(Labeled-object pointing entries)
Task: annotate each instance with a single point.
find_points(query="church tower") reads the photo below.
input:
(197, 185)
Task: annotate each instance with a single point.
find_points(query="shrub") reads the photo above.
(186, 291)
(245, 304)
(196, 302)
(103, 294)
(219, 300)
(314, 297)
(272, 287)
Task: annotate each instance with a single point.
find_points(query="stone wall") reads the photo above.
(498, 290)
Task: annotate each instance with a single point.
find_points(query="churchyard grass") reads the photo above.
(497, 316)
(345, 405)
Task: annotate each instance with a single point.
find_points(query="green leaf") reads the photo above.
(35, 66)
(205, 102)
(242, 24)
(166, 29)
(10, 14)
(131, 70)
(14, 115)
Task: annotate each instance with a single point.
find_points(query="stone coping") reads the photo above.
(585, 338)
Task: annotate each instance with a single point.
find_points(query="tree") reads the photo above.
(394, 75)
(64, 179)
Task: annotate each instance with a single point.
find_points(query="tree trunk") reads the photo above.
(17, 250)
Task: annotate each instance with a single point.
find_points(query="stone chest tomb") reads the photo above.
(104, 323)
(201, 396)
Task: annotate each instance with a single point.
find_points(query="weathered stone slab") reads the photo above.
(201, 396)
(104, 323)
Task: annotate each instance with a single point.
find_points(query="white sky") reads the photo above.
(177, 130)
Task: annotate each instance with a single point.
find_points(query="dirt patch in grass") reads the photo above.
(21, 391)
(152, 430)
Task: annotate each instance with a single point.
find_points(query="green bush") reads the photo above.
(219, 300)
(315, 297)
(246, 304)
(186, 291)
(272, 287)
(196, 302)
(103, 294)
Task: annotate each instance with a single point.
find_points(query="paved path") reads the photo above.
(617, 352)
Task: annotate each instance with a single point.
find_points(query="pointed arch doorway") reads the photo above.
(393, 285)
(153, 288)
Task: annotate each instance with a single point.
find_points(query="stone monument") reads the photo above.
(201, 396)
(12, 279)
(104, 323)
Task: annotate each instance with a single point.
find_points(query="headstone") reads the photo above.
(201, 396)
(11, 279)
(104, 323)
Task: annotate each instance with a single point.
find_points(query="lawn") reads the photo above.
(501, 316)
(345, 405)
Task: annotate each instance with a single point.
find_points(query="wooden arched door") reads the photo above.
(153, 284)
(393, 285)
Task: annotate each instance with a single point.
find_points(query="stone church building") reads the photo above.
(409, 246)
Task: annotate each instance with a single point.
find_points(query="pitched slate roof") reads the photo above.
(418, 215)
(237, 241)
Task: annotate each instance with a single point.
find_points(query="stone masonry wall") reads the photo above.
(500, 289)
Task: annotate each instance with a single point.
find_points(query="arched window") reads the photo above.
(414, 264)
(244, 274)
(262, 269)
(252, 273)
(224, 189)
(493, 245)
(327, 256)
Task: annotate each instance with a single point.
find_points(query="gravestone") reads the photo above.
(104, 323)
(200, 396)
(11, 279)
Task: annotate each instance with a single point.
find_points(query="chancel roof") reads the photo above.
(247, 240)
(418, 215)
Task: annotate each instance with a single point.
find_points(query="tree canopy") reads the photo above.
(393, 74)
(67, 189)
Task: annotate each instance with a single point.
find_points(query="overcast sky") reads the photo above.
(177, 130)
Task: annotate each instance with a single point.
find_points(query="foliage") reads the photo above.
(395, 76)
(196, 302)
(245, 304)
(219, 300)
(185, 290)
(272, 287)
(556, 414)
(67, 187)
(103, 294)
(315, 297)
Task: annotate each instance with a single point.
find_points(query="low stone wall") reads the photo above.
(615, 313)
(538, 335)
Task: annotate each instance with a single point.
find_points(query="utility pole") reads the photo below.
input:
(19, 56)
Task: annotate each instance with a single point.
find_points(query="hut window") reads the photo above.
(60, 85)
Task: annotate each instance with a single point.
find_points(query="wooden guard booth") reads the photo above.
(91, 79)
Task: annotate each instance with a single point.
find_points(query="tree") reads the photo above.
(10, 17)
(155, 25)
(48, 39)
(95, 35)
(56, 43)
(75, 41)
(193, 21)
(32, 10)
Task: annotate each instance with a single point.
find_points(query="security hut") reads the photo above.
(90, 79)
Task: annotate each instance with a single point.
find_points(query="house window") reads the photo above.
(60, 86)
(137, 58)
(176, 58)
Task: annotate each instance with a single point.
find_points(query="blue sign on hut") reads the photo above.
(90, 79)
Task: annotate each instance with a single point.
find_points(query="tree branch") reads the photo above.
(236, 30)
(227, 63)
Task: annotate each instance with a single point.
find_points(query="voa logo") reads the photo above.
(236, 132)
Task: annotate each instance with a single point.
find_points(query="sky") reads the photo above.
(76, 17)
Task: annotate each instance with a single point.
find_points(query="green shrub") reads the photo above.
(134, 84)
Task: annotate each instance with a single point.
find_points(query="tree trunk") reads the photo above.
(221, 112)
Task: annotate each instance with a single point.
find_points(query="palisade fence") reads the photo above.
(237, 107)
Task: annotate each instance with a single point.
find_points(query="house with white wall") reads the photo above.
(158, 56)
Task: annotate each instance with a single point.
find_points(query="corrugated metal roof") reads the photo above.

GIVEN EXERCISE :: Pull out each line of the entries above that contains the word "window". Treat uppercase and lowercase as different.

TASK SOLUTION ::
find_points(query="arched window") reads the photo above.
find_points(query="hut window") reads the photo above.
find_points(query="house window") reads the photo above.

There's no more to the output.